Seitenauszug:
Immer neue Bienenkrankheiten wie die Varroa-Milbe werden nach Europa
eingeschleppt und breiten sich rasend aus. Doch für den Rückgang der
Bienenvölker machen die Wissenschaftler um Dr. Peter Rosenkranz von der
Landesanstalt für Bienenkunde der Universität Hohenheim neben der
Varroa-Milbe weitere Ursachen aus: Zunehmende Intensivierung des
imkerlichen Managements, hinzu kommen Rückstände von
Pflanzenschutzmitteln, die die Honigbienen beim Genuss des Nektars mit
aufnehmen. Vor allem in der Kombination können diese Faktoren
lebensbedrohlich sein. „Das Hauptproblem ist das Zusammentreffen von
Varroa, dem Nosema-Erreger und verschiedene Bienenviren als
Sekundärinfektionen, sowie die zunehmende Belastung der Umwelt durch
Pestizide“, meint Peter Rosenkranz. Im alljährlichen Überlebenskampf der
Bienenvölker vor dem Winter könnten diese vielfältigen Faktoren zum
Todesstoß werden.
Hohe Überwinterungsverluste in Europa und den USA
„Die Imker in Europa und den USA verzeichneten im vergangenen Winter
erneut Bienenvolkverluste von 20 bis 35%. 10-15% werden noch als normal
angesehen“, sagt der Bienenkundler. Europaweit gesehen nimmt die Zahl
der Bienenvölker immer weiter ab, wodurch nicht nur die Honigproduktion
abnimmt, sondern die Dichte an Bestäubern vor allem in der
Kulturlandschaft bedrohlich zurückgeht.
Erstmals in Europa wollen die Forscher jetzt testen, wie die
verschiedenen Kombinationen aus Pestizid, Sekundärkrankheiten,
Nosema-Erregern und Varroa-Krankheit als Haupt-Stressfaktoren auf die
Bienenvölker wirken. Dazu bilden sie vier verschiedene Gruppen, die sie
erst verschiedenen Umweltchemikalien und dann verschiedenen Krankheiten
aussetzen.
Chemie, Krankheit, Bienenvolk
„Wir orientieren uns an einem Szenario, wie es auch bei den
Honigbienen draußen vorkommen kann“, sagt Peter Rosenkranz. „Die
Honigbienen sind wochenlang verschiedenen Wirkstoffen aus dem
Pflanzenschutz und der Varroa-Bekämpfung ausgesetzt und zwar in
verschiedenen Kombinationen. Zusätzlich können sie sich die
verschiedensten Krankheitserreger einfangen“.
Alle diese Fälle spielen die Wissenschaftler in ihren Versuchen mit
vier Bienengruppen durch. Die Kontrollgruppe soll so gesund bleiben wie
sie war, sie wird möglichst ohne Belastungen gehalten. Der zweiten
Gruppe füttern die Wissenschaftler geringe Mengen an
Pflanzenschutzmitteln. Den Bienen in der dritten Gruppe wird ein
Wirkstoff zugesetzt, das Imker im Kampf gegen die Varroa-Milbe
verwenden. Die vierte Gruppe bekommt schließlich eine Kombination aus
beiden Chemikalien, also ein Pestizid und das Varroa-Bekämpfungsmittel,
verabreicht.

Bereitgestellte Daten:
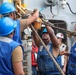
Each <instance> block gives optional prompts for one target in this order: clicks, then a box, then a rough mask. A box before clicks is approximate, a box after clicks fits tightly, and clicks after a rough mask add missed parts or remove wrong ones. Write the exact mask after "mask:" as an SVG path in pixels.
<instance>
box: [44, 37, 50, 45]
mask: <svg viewBox="0 0 76 75" xmlns="http://www.w3.org/2000/svg"><path fill="white" fill-rule="evenodd" d="M50 42H51V40H50V37H49V38H48V39H46V40H45V41H44V43H45V44H46V45H47V44H48V43H50Z"/></svg>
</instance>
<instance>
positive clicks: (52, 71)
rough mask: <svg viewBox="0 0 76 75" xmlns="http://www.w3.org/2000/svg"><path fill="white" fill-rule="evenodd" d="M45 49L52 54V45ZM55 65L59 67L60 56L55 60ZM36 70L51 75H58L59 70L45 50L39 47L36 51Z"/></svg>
mask: <svg viewBox="0 0 76 75" xmlns="http://www.w3.org/2000/svg"><path fill="white" fill-rule="evenodd" d="M47 49H48V50H49V51H50V52H51V53H52V43H49V44H48V45H47ZM55 60H56V61H57V63H58V64H59V65H60V67H61V56H58V57H57V58H55ZM37 63H38V69H39V71H41V72H50V73H51V74H60V72H59V70H58V69H57V67H56V65H55V64H54V62H53V61H52V59H51V58H50V56H49V54H48V53H47V51H46V50H45V48H44V47H43V46H42V45H41V46H40V48H39V51H38V59H37Z"/></svg>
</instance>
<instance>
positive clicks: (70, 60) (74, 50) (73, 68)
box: [68, 42, 76, 75]
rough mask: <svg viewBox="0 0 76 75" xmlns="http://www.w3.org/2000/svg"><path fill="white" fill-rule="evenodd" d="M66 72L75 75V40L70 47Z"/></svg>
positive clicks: (75, 53) (75, 72)
mask: <svg viewBox="0 0 76 75" xmlns="http://www.w3.org/2000/svg"><path fill="white" fill-rule="evenodd" d="M68 74H70V75H76V42H75V43H74V44H73V46H72V47H71V51H70V55H69V61H68Z"/></svg>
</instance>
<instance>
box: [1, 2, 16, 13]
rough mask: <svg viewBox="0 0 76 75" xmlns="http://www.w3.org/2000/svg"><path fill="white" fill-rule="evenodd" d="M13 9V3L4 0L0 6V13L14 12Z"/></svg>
mask: <svg viewBox="0 0 76 75" xmlns="http://www.w3.org/2000/svg"><path fill="white" fill-rule="evenodd" d="M14 11H16V9H15V7H14V5H13V4H11V3H9V2H4V3H3V4H2V5H1V6H0V14H7V13H10V12H14Z"/></svg>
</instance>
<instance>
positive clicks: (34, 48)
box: [31, 45, 38, 66]
mask: <svg viewBox="0 0 76 75" xmlns="http://www.w3.org/2000/svg"><path fill="white" fill-rule="evenodd" d="M37 53H38V47H37V46H33V45H32V53H31V59H32V66H37Z"/></svg>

Aufgaben:
1. Beantworten Sie die folgenden Fragen zum Seitenauszug:
(a) An welcher Einrichtung arbeiten die Wissenschaftler um Dr. Peter Rosenkranz?
(b) Wie hoch waren die Bienenvolkverluste der Imker in Europa und den USA im vergangenen Winter?
(c) Welche Verlustrate gilt noch als normal?
2. Übersetzen Sie diesen Satz aus dem Seitenauszug ins Englische: „Europaweit gesehen nimmt die Zahl der Bienenvölker immer weiter ab, wodurch nicht nur die Honigproduktion abnimmt, sondern die Dichte an Bestäubern vor allem in der Kulturlandschaft bedrohlich zurückgeht.“
3. Nennen Sie alle Bienengruppen aus den Versuchen, die der Seitenauszug beschreibt. Geben Sie zu jeder Gruppe an, wie sie behandelt wird.

Erwartete Antworten:
1.
(a) An der Landesanstalt für Bienenkunde der Universität Hohenheim.
(b) 20 bis 35 %.
(c) 10 bis 15 %.

2. Across Europe, the number of bee colonies keeps declining, which not only reduces honey production but also causes the density of pollinators to drop alarmingly, especially in the cultivated landscape.

3.
1. Kontrollgruppe: Sie wird möglichst ohne Belastungen gehalten.
2. Zweite Gruppe: Sie bekommt geringe Mengen an Pflanzenschutzmitteln gefüttert.
3. Dritte Gruppe: Ihr wird ein Wirkstoff zugesetzt, den Imker gegen die Varroa-Milbe verwenden.
4. Vierte Gruppe: Sie erhält eine Kombination aus einem Pestizid und dem Varroa-Bekämpfungsmittel.